Part 20 (1/2)

Such tics of genuflexion are not particularly uncommon. Oddo[105] has recently recorded a very instructive example, whose pathogeny he has been at pains to elucidate.

A little girl, Th., ten years of age, takes four or five perfectly normal paces when she starts to walk, then bends down quickly to the right, flexing her knee to an acute angle and inclining her trunk forward with the deflection of her pelvis, just as a child whose genuflexion in front of an altar has become mechanical by repet.i.tion. The performance is sometimes so altogether sudden that Th. actually falls on to her right side. One striking feature of the case is that if she makes a tour of the room in order to be observed at leisure, the inclination never fails to occur at exactly the same point in the circuit--namely, when she is opposite the observer. It is useless formally to interdict her from this routine, for before one has time to notice any irregularity in the gait her knee suddenly flexes at the bidding of an invincible impulse, and a moment later, without any deviation from her path, she has resumed her rhythmical step round the apartment.

What needs to be done
Transcribe the passage about tics of genuflexion word for word, beginning at the words "Part 20 (1/2)" and stopping after "pains to elucidate.".

Excerpted records
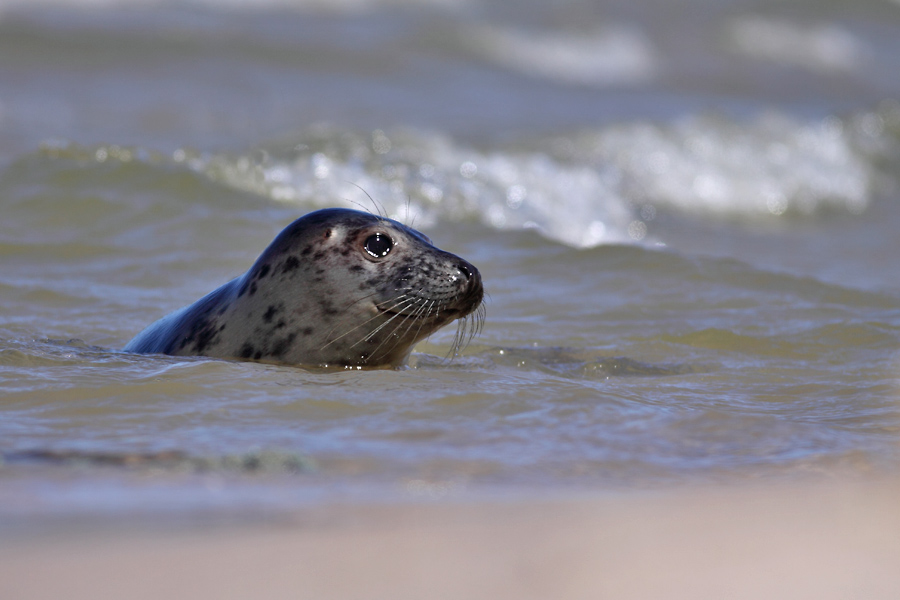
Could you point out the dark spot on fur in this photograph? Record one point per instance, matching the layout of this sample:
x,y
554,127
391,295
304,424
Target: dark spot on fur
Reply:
x,y
270,313
283,345
291,264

Solution below
Part 20 (1/2)

Such tics of genuflexion are not particularly uncommon. Oddo[105] has recently recorded a very instructive example, whose pathogeny he has been at pains to elucidate.